Records shown:
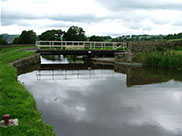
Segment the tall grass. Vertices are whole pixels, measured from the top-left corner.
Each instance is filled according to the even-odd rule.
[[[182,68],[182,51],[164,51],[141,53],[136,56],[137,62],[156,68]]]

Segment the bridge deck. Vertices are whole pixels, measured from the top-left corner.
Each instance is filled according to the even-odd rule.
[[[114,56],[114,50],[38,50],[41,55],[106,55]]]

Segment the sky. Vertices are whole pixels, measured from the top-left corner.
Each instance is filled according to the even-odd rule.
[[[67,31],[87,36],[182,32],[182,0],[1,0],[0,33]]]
* * *
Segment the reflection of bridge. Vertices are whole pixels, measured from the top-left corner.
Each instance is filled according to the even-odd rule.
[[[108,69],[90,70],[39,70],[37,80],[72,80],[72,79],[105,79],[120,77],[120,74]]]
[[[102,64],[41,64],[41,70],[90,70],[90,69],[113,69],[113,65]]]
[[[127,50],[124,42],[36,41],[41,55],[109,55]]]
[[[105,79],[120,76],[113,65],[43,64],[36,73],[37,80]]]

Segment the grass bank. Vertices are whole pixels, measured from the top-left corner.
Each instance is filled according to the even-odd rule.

Your task: Pick out each line in the material containing "bridge".

Expected output:
Segment the bridge deck. Vertices are whole pixels, measured from the top-left corner.
Segment the reflection of bridge. Vertices are whole pixels, measured from the top-left corner.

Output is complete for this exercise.